Repeat the passage about Shaw's phrase "the incomparable Max" word for word, from its first sentence to its last.

PASSAGE SHOWN:
--- Start ---

I suppose that it was because I wanted to get Max talking about Shaw that I adverted particularly to a later passage in this letter, in which he referred to the slogan that Shaw had attached to him and that tagged him all his life—"the incomparable Max." When, in 1898, Shaw gave up his job as drama critic of the Saturday Review, in London, he was asked by the deputy editor John F. Runciman to endorse the appointment of Max as his successor. In his valedictory article, Shaw wrote, "The younger generation is knocking at the door; and as I open it there steps spritely in the incomparable Max." I told Max that recently an American humorist had written of him as "the comparable Max." He was delighted. "Just what I told Lynch to do," he said. "To compare me."

The passage reads:

Years ago, G.B.S., in a light-hearted moment, called me "the incomparable." Note that I am not incomparable. Compare me. Compare me as essayist (for instance) with other essayists. Point out how much less human I am than Lamb, how much less intellectual than Hazlitt, and what an ignoramus beside Belloc; and how Chesterton's high spirits and abundance shame me; how unbalanced G. S. Street must think me, and how coarse too; and how much lighter E. V. Lucas' touch is than mine; and so on, and so forth. Apply the comparative method to me also as caricaturist. . . .

--- End ---

EXCERPTED DATA:
--- Start ---

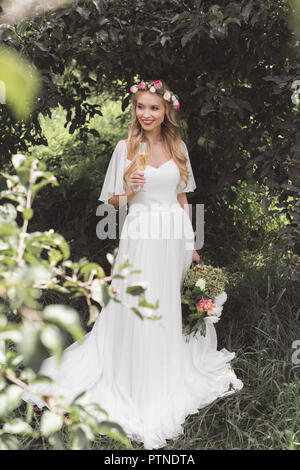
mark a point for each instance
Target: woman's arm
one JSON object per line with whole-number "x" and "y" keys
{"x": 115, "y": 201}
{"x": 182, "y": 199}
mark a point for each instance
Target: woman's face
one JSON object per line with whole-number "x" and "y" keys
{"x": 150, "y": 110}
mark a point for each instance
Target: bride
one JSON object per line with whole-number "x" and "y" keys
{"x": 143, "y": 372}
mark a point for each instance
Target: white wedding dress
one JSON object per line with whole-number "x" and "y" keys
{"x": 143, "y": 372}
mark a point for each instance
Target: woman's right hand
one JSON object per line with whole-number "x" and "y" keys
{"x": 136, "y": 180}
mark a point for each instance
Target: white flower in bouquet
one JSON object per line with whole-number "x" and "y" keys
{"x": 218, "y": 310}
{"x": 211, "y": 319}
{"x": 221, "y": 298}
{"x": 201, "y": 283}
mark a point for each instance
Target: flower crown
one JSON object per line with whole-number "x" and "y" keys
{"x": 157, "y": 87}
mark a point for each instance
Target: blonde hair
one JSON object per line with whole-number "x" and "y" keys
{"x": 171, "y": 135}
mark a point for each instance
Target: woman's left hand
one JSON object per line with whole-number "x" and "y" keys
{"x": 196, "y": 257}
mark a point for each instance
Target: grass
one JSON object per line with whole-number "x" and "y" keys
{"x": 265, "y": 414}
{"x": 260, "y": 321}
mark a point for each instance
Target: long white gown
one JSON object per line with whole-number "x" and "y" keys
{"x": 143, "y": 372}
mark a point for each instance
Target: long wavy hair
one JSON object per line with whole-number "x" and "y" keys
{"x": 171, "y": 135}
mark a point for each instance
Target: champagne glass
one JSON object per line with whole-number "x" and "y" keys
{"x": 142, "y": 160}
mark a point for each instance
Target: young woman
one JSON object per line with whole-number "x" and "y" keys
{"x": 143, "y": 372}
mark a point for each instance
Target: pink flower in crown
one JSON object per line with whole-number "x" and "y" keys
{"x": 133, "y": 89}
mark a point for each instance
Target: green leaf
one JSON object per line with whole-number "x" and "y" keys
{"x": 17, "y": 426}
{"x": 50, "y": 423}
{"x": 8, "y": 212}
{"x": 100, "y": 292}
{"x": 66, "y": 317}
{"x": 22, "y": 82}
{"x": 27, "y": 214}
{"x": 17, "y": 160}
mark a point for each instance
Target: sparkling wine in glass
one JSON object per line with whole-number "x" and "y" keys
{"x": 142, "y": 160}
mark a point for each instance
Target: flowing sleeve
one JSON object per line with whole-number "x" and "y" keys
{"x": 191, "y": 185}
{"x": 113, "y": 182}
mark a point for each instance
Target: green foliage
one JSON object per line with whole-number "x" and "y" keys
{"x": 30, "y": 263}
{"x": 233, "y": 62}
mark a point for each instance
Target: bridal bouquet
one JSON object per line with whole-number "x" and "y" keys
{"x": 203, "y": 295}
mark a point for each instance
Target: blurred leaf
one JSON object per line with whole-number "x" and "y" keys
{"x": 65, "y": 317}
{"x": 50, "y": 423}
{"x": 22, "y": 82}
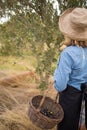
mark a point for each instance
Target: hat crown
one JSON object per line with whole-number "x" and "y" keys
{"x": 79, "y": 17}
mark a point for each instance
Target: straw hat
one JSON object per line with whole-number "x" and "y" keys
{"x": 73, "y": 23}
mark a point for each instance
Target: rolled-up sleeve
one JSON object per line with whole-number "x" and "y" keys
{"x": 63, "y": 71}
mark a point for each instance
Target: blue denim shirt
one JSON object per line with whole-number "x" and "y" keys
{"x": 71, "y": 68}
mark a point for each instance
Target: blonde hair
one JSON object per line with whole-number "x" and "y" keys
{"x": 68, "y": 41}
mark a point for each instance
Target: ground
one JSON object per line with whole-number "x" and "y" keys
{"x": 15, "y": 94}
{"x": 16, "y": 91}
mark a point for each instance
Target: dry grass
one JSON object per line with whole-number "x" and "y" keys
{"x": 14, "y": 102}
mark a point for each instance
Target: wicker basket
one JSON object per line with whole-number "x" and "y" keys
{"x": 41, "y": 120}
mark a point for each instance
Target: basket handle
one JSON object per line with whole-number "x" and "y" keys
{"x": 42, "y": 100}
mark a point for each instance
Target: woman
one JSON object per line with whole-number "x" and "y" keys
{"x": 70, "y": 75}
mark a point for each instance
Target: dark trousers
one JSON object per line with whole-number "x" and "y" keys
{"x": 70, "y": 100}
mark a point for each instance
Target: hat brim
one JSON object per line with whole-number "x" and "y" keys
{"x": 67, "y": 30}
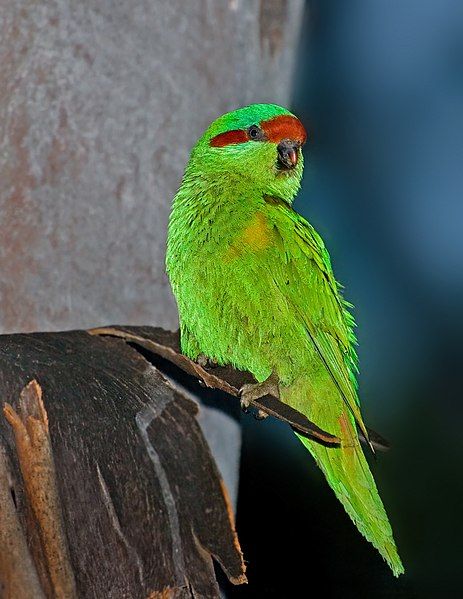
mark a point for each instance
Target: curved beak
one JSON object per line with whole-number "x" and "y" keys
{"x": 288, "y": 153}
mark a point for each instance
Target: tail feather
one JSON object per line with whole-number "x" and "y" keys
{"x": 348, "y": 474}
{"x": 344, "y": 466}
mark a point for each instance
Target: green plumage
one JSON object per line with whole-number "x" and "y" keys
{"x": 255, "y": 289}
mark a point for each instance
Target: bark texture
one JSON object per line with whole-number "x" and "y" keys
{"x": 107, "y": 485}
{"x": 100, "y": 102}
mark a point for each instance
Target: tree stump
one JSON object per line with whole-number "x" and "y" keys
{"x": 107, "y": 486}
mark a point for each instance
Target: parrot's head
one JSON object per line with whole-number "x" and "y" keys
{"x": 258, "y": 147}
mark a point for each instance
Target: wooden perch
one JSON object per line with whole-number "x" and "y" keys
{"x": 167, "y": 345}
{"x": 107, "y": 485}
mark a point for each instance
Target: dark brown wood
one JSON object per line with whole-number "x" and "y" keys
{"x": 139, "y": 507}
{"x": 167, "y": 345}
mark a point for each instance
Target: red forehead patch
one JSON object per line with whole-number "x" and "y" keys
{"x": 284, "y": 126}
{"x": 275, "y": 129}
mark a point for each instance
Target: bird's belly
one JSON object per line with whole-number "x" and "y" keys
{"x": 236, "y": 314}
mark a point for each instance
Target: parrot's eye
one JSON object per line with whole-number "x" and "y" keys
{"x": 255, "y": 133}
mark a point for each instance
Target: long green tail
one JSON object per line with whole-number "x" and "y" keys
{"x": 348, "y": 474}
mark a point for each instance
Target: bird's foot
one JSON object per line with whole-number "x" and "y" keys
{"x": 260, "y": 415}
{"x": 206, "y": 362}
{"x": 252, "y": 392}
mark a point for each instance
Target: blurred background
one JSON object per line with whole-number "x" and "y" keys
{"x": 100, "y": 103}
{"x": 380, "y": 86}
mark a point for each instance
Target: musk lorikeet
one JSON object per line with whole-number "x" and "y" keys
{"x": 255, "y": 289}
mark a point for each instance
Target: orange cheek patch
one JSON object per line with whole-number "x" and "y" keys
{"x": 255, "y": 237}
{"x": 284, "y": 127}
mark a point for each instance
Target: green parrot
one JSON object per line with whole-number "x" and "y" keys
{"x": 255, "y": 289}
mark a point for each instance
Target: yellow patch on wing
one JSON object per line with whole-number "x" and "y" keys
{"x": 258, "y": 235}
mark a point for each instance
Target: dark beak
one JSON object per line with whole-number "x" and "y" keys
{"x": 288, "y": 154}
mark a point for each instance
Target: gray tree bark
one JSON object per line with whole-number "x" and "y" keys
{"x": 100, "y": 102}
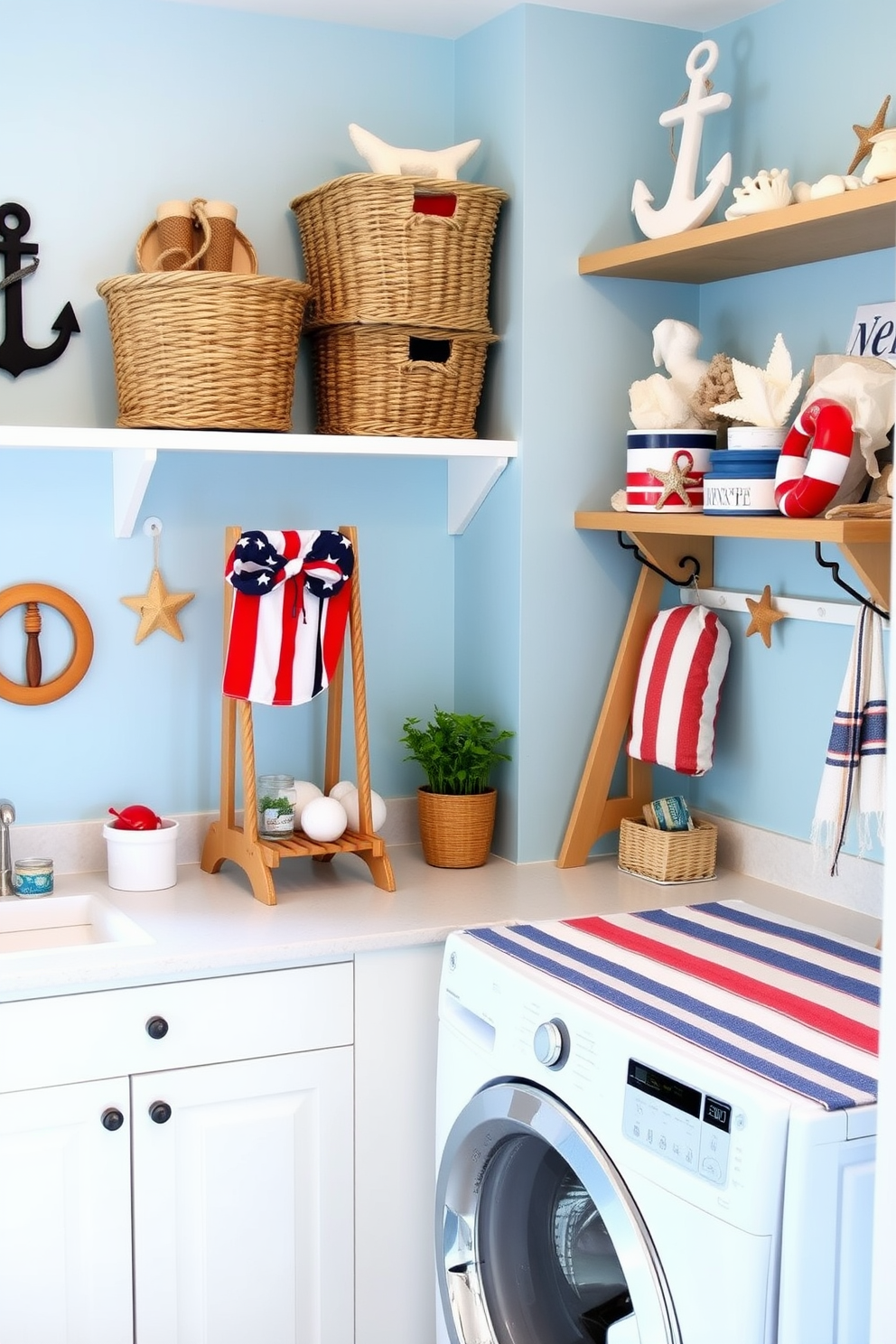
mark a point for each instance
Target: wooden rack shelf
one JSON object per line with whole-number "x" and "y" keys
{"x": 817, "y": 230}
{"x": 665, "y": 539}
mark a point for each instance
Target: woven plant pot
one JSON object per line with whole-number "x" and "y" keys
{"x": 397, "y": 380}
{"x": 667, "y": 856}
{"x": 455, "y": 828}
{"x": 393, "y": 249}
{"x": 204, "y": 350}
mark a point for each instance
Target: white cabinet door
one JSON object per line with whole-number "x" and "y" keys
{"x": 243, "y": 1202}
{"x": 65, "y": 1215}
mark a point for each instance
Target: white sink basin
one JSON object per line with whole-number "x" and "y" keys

--- End ---
--- Start ---

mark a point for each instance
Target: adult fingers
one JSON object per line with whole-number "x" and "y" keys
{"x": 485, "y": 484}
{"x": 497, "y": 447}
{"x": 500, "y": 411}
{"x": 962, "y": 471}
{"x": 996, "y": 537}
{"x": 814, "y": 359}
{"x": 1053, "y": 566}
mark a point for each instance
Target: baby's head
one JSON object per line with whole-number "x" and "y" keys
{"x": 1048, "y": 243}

--- End ---
--- Start ---

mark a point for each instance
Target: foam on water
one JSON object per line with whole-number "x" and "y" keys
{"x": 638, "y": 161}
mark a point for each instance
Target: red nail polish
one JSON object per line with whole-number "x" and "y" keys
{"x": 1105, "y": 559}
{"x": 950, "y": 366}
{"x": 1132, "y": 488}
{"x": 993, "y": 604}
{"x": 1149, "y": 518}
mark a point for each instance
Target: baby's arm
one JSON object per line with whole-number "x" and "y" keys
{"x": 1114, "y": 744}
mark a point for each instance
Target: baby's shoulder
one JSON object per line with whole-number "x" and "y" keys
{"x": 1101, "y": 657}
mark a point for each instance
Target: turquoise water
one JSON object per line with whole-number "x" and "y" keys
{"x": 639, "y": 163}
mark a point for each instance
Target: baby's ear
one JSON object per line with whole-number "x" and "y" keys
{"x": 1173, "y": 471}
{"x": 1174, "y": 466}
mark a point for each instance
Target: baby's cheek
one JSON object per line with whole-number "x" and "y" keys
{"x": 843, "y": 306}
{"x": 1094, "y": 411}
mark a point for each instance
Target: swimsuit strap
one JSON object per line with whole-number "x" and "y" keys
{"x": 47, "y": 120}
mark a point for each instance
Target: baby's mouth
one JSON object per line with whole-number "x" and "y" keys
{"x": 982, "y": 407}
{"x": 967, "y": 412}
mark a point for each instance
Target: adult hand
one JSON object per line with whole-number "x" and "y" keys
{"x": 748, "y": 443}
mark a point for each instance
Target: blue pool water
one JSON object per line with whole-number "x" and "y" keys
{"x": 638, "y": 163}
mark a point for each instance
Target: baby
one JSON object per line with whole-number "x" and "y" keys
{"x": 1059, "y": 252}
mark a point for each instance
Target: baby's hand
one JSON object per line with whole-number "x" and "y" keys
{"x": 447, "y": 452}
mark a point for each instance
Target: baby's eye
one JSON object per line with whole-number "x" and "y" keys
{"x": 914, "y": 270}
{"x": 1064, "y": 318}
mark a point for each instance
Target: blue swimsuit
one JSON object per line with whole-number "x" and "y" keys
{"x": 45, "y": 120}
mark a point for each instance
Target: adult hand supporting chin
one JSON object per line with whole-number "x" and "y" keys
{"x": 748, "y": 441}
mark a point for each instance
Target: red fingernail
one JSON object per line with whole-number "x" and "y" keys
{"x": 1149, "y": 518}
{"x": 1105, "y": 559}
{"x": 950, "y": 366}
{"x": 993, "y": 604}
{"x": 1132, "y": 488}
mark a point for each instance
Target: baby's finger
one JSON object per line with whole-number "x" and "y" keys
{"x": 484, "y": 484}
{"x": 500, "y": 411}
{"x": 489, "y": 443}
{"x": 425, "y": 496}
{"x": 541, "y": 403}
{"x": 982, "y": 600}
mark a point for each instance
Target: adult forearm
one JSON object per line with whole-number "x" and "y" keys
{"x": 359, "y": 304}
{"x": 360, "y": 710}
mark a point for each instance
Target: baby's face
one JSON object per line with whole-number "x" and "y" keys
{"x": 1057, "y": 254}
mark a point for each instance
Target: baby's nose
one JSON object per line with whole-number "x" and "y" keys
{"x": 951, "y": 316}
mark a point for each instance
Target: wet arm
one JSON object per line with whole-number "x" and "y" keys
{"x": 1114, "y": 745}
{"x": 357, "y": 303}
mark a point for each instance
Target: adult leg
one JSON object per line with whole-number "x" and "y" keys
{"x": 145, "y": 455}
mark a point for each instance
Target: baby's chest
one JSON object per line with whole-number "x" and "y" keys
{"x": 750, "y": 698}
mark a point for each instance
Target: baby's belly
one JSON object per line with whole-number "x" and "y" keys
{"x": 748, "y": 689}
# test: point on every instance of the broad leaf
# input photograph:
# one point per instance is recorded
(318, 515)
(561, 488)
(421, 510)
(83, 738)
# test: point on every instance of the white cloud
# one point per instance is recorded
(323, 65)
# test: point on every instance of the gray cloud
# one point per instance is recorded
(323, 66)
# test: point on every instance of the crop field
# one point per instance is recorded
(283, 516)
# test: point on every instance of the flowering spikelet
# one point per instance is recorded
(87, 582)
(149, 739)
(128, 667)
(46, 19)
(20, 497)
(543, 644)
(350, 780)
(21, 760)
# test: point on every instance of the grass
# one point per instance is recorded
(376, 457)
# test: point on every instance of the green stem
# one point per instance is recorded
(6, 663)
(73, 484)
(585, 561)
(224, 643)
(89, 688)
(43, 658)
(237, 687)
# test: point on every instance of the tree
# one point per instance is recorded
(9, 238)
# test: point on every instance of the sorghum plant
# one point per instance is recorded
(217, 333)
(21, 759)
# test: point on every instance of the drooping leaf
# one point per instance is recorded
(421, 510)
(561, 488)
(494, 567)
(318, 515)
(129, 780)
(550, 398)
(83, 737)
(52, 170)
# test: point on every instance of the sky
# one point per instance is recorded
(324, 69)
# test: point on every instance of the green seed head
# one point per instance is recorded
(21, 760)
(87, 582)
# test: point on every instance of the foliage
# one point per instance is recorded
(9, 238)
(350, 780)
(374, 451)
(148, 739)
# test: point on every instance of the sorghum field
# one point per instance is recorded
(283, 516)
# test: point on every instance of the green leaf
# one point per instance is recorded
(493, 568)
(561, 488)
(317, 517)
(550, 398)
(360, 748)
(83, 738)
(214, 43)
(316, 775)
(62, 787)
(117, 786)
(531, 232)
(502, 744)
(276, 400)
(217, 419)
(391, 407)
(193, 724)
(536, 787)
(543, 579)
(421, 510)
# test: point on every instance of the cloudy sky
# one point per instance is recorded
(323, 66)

--- End ---

FINISHED ANSWER:
I suppose that it was because I wanted to get Max talking about Shaw that I adverted particularly to a later passage in this letter, in which he referred to the slogan that Shaw had attached to him and that tagged him all his life—"the incomparable Max." When, in 1898, Shaw gave up his job as drama critic of the Saturday Review, in London, he was asked by the deputy editor John F. Runciman to endorse the appointment of Max as his successor. In his valedictory article, Shaw wrote, "The younger generation is knocking at the door; and as I open it there steps spritely in the incomparable Max." I told Max that recently an American humorist had written of him as "the comparable Max." He was delighted. "Just what I told Lynch to do," he said. "To compare me."

The passage reads:

Years ago, G.B.S., in a light-hearted moment, called me "the incomparable." Note that I am not incomparable. Compare me. Compare me as essayist (for instance) with other essayists. Point out how much less human I am than Lamb, how much less intellectual than Hazlitt, and what an ignoramus beside Belloc; and how Chesterton's high spirits and abundance shame me; how unbalanced G. S. Street must think me, and how coarse too; and how much lighter E. V. Lucas' touch is than mine; and so on, and so forth. Apply the comparative method to me also as caricaturist. . . .